**WRITTEN INSTRUCTION:** Starting from the line containing "Which spot lies innermost in each instance of the balcony", write out the rest of the entries exactly, through the final line, including nothing else.

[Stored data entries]
---
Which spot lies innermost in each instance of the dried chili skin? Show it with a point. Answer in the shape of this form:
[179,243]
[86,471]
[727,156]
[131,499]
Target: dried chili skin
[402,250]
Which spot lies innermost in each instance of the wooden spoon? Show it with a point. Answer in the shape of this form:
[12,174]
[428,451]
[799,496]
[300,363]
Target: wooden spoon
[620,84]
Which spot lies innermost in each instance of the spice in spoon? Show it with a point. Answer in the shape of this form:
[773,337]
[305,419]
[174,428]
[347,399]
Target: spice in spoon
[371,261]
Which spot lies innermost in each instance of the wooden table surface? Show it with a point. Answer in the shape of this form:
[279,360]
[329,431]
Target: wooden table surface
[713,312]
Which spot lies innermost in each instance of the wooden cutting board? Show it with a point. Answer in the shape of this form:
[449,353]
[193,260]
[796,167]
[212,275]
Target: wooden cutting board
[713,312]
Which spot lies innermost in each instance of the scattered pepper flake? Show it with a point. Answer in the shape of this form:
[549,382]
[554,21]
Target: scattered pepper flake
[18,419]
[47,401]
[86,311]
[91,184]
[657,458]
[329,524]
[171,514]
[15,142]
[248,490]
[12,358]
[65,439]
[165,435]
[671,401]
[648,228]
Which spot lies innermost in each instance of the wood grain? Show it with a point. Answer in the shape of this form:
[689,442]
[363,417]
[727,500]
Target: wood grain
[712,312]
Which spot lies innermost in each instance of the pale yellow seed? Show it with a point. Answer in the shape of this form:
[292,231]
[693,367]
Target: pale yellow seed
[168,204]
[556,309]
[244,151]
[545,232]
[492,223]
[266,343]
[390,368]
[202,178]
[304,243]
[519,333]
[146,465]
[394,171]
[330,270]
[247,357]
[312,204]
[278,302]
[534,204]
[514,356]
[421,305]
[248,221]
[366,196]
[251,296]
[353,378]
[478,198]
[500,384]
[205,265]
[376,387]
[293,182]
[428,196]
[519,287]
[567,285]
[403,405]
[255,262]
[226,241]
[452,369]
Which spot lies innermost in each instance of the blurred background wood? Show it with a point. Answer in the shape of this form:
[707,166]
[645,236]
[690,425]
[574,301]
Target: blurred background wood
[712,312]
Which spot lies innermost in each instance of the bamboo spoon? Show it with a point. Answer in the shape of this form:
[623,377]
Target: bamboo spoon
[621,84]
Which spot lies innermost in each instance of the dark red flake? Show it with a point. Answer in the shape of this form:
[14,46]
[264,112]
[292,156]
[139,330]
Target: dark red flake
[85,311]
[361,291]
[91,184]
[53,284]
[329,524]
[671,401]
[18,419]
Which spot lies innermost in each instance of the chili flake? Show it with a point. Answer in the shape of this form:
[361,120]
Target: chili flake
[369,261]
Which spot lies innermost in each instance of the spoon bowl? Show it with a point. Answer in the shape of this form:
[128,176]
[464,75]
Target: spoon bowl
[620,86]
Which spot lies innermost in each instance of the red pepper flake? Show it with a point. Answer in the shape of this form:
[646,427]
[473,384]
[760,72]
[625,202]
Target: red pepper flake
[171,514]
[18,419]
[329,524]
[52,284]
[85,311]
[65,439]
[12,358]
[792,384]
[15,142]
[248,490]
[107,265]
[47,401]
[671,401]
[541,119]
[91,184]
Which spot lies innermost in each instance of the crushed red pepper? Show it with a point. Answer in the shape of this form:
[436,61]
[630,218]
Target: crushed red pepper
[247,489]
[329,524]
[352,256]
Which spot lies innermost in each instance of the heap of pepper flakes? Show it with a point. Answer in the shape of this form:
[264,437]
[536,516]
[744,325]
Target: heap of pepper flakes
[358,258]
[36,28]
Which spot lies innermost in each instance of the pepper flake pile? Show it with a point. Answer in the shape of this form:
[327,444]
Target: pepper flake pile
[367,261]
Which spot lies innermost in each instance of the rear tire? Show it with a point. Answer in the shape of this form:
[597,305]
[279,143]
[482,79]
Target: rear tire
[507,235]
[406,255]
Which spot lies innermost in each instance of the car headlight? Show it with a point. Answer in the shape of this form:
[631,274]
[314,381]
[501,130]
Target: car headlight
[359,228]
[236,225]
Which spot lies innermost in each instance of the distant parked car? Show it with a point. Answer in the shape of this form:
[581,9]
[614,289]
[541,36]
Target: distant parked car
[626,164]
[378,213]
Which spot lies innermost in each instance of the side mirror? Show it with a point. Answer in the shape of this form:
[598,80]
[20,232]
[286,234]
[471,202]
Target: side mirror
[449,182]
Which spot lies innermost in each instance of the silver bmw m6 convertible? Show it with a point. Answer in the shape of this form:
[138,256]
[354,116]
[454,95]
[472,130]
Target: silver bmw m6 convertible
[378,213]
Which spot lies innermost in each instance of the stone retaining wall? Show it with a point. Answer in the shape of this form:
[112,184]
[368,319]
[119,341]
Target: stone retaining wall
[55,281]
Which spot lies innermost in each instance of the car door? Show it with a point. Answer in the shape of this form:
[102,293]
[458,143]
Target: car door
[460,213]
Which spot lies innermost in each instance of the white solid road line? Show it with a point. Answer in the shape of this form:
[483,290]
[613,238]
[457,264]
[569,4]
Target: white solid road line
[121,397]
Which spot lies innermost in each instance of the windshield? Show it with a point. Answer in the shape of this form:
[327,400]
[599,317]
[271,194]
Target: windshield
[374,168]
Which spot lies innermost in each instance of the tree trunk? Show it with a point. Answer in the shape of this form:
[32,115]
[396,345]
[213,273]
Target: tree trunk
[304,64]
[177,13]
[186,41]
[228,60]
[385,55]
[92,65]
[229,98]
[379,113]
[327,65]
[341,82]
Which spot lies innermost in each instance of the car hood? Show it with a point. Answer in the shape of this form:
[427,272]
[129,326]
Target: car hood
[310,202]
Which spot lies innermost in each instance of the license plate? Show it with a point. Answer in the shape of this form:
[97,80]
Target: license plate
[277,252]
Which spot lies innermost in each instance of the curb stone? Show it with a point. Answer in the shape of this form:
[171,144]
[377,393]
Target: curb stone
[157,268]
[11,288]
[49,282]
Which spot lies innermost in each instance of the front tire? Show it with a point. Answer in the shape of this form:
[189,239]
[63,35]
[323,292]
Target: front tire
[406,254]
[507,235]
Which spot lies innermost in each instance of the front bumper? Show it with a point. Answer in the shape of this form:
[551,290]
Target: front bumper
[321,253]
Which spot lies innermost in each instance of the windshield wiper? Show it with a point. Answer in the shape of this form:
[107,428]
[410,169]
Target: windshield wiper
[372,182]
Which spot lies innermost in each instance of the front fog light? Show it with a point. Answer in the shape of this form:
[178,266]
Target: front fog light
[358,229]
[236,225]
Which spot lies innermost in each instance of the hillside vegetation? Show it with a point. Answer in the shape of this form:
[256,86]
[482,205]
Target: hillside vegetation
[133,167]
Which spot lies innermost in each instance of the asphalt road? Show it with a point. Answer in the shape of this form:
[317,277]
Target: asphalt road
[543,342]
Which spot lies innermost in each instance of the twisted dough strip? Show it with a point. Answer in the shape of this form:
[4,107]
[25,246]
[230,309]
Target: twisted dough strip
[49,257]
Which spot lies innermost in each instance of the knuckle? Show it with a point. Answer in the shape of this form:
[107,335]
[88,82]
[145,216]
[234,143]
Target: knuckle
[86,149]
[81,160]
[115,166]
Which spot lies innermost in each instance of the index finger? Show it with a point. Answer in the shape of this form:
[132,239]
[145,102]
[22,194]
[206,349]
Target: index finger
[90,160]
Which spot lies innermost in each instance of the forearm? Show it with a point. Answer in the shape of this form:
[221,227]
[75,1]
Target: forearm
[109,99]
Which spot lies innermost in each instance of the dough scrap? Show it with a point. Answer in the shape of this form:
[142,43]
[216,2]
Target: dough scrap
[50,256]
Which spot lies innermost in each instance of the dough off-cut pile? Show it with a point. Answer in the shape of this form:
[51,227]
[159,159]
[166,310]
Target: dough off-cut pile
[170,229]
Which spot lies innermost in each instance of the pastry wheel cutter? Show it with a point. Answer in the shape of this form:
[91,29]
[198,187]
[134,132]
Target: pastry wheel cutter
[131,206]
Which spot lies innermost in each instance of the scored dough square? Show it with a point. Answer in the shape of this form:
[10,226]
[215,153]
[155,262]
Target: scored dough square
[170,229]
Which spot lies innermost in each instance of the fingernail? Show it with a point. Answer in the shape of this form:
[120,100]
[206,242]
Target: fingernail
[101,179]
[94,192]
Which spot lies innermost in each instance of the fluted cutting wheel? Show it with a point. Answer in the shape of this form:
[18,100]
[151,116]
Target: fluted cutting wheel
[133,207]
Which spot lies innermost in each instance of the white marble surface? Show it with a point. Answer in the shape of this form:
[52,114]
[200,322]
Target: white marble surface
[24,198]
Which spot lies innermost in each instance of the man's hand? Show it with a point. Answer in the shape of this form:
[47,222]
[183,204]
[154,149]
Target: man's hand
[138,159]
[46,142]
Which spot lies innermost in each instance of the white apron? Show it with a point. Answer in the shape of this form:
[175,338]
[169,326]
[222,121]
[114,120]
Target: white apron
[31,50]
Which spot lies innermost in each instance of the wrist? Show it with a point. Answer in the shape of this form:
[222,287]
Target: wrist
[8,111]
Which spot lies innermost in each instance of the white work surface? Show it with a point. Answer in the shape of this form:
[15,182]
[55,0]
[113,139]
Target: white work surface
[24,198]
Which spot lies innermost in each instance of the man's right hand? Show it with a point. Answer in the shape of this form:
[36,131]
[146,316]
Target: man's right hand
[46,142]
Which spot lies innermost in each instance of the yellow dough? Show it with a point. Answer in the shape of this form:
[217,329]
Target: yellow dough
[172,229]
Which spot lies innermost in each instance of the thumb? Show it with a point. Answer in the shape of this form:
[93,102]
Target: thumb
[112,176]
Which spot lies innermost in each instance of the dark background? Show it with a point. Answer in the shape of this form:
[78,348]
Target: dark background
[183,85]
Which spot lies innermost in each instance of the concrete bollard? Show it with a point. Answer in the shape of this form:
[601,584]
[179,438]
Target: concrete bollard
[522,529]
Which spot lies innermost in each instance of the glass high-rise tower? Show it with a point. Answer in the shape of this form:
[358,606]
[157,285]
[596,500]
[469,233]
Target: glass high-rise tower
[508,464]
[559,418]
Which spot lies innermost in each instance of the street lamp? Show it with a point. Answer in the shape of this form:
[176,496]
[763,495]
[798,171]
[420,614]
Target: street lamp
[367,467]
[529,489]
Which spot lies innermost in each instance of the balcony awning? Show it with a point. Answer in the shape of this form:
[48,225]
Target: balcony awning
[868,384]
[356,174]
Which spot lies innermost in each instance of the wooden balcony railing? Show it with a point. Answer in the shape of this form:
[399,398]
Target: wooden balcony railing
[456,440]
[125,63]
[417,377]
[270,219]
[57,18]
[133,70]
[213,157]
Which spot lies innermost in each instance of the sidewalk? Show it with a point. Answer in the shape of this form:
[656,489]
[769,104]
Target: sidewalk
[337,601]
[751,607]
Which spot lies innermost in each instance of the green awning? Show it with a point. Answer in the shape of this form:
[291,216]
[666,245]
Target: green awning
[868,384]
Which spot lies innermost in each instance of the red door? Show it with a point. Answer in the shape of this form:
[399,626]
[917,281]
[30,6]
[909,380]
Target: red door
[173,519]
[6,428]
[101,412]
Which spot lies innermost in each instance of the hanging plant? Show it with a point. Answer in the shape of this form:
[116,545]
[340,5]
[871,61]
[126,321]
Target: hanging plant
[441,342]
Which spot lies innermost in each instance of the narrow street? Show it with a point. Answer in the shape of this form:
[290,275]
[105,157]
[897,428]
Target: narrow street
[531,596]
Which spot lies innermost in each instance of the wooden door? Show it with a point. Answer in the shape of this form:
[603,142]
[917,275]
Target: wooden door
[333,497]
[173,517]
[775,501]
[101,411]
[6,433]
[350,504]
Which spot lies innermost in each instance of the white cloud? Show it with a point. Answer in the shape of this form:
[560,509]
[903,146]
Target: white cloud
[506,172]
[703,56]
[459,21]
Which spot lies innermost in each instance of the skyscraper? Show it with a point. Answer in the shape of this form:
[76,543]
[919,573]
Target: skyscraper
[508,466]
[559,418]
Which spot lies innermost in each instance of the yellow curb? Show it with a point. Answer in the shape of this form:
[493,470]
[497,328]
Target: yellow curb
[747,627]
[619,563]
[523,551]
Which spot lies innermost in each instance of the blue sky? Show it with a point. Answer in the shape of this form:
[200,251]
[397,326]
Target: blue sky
---
**WRITTEN ANSWER:**
Which spot lies innermost in each instance of the balcony awning? Show it with a point. Answer in the shape of this form:
[48,225]
Target: balcony awning
[868,384]
[356,174]
Which spot lies innermost in each instance of the wooden balcony railing? Show it with a point. Answer in the shape of this form:
[399,398]
Target: wooden balcony railing
[456,440]
[125,63]
[417,377]
[270,219]
[57,18]
[133,70]
[213,157]
Which spot lies innermost in each instance of the sidewalk? Show it with a point. Answer in the shape of this form:
[656,489]
[769,104]
Target: sidewalk
[337,601]
[751,607]
Which spot lies innermost in each instance of the green awning? Show it with a point. Answer in the shape of this form:
[291,216]
[666,245]
Target: green awning
[868,384]
Which spot lies innermost in each instance of the red door? Show it with a point. Answer in the shape of this form:
[399,626]
[917,281]
[30,6]
[909,380]
Target: red door
[173,519]
[6,428]
[101,412]
Which spot lies innermost in each instance of the hanging plant? Show it with a point. Answer in the shape of this form:
[116,545]
[340,5]
[871,61]
[126,321]
Target: hanging plant
[441,342]
Which spot lies innermost in each instance of the narrow street? Show it with a point. Answer in the shape of this form:
[290,275]
[105,157]
[897,428]
Target: narrow street
[531,596]
Which spot lies innermost in each instance of the wooden door? Show it with a point. Answer in the shape of this form:
[603,142]
[917,275]
Target: wooden door
[333,497]
[173,517]
[775,501]
[101,411]
[6,433]
[350,504]
Which spot lies innermost in each instance of the white cloud? Show it with a point. Answer in the shape of this form:
[560,509]
[903,146]
Target: white cloud
[506,172]
[703,56]
[459,21]
Which spot lies innermost in each instance of the skyscraper? Show it with a point. Answer in the shape of this form:
[76,543]
[919,573]
Target: skyscraper
[508,466]
[559,418]
Which spot lies innermost in each instance of the yellow curb? Show it with a point. Answer in the shape of this form:
[493,470]
[497,328]
Target: yellow curb
[747,627]
[619,563]
[523,551]
Which spot lies innermost in each instance of the blue sky? Show it with a point. Answer in the shape of this form:
[200,251]
[397,326]
Target: blue sky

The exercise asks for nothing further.